§ **Document**

NOT FOR RELEASE, PUBLICATION OR DISTRIBUTION, IN WHOLE OR IN PART, DIRECTLY OR INDIRECTLY, IN, INTO OR FROM ANY JURISDICTION WHERE TO DO SO WOULD CONSTITUTE A VIOLATION OF THE RELEVANT LAWS OR REGULATIONS OF SUCH JURISDICTION

FOR IMMEDIATE RELEASE

1 December 2014

Max Petroleum Plc

("Max Petroleum" or the "Company")

Result of General Meeting to approve £37.1 million Subscription by AGR Energy

Max Petroleum announces that all resolutions proposed at its General Meeting held earlier today relating to the proposed £37.1 million Subscription by AGR Energy were duly passed.

The Subscription remains conditional upon, inter alia, the following Conditions being satisfied on or before 31 March 2015, or as extended by the mutual agreement of the parties to the Subscription Agreement:

(i)         the Subscription Shares being admitted to trading on AIM;

(ii)        the Sberbank Approvals being obtained;

(iii)       the Kazakh Regulatory Approvals being obtained; and

(iv)       the appointment to the Board of two Directors nominated by AGR Energy.

The Condition set out in (i) above is not capable of being waived. Conditions (ii) and (iii) are capable of being waived by mutual consent of the Company and AGR Energy. Condition (iv) is capable of being waived by AGR Energy in its absolute discretion and on such terms as it considers appropriate.

James A Jeffs, Executive Chairman of Max Petroleum, commented, " I am very pleased with the overwhelming support of our shareholders for the strategic partnership with AGR Energy and the Assaubayev family. Despite a difficult oil price environment, the resilience and quality of our operating business places us in a good position to grow and take advantage of opportunities in Kazakhstan ."

ENQUIRIES:

Max Petroleum Plc

+44 (0) 20 3713 4015

Tom Randell




Oriel Securities Limited


Michael Shaw

+44 (0) 20 7710 7600

Tom Yeadon




Save where the context requires otherwise, capitalised terms used in this announcement shall have the same meaning as ascribed to them in the Company's circular dated 12 November 2014.

Additional Information

This announcement is not intended to, and does not, constitute or form part of any offer, invitation or the solicitation of an offer to purchase, otherwise acquire, subscribe for, sell or otherwise dispose of, any securities whether pursuant to this announcement or otherwise.

The distribution of this announcement in jurisdictions outside the United Kingdom may be restricted by law and therefore persons into whose possession this announcement comes should inform themselves about, and observe, such restrictions. Any failure to comply with the restrictions may constitute a violation of the securities law of any such jurisdiction.

Oriel Securities Limited, which is authorised and regulated by the Financial Conduct Authority in the United Kingdom, is acting exclusively for Max Petroleum and no one else in connection with the matters referred to in this announcement, and will not be responsible to anyone other than Max Petroleum for providing the protections afforded to clients of Oriel Securities Limited nor for providing advice in connection with the matters referred to in this announcement.

§ **Material provided**
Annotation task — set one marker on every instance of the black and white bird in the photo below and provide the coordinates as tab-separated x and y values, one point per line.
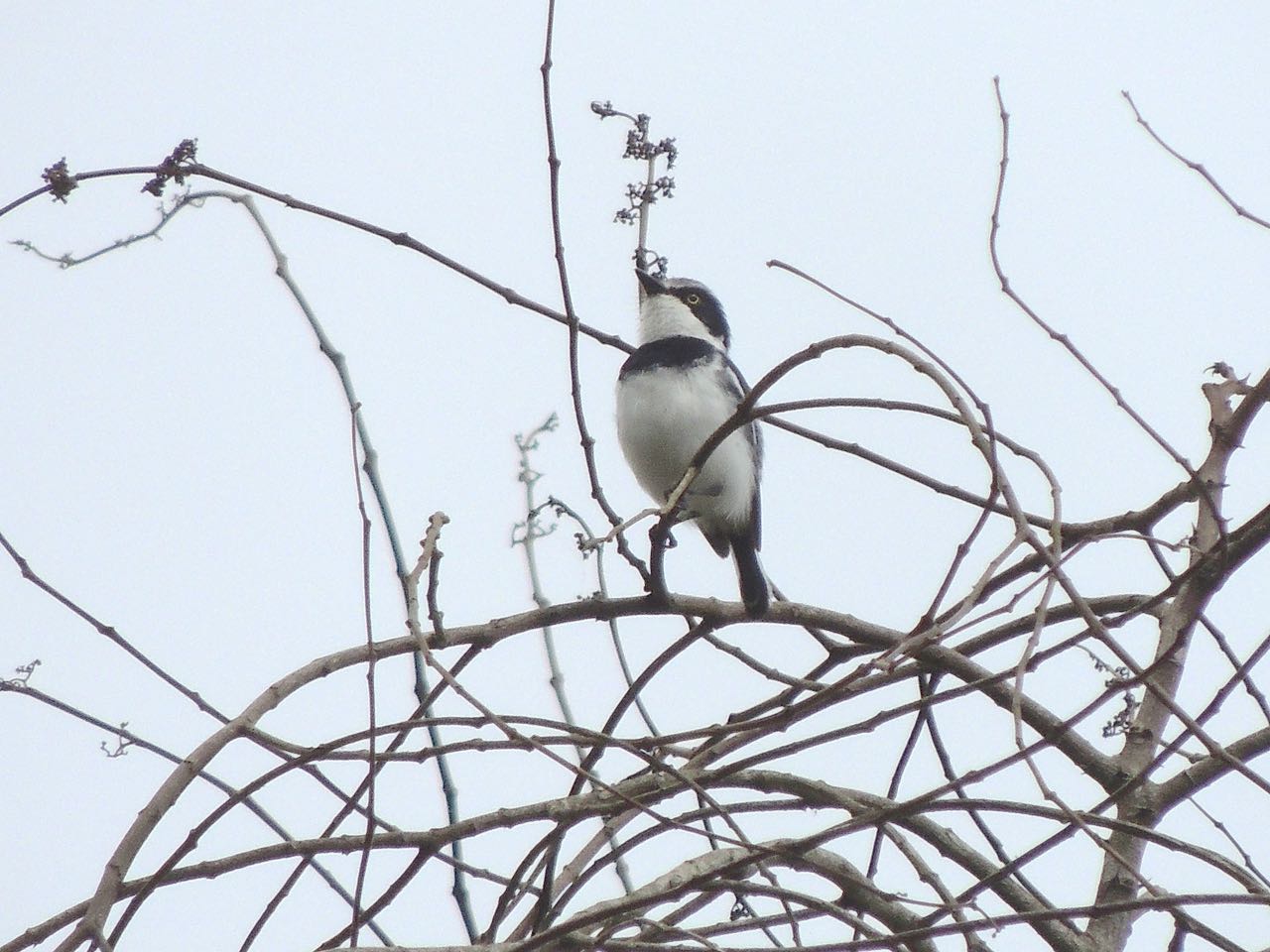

§ **Exercises**
1 – Using the Max Petroleum announcement, answer each question:
(a) Unless extended, by what date must the Conditions be satisfied?
(b) Which Condition cannot be waived?
(c) Which authority authorizes and regulates Oriel Securities Limited?
2 – Extract the passage of the Max Petroleum announcement between "(iii)       the Kazakh" and "it considers appropriate.", inclusive.

§ **Final results**
1 –
(a) 31 March 2015
(b) The Subscription Shares being admitted to trading on AIM
(c) The Financial Conduct Authority in the United Kingdom

2 –
(iii)       the Kazakh Regulatory Approvals being obtained; and

(iv)       the appointment to the Board of two Directors nominated by AGR Energy.

The Condition set out in (i) above is not capable of being waived. Conditions (ii) and (iii) are capable of being waived by mutual consent of the Company and AGR Energy. Condition (iv) is capable of being waived by AGR Energy in its absolute discretion and on such terms as it considers appropriate.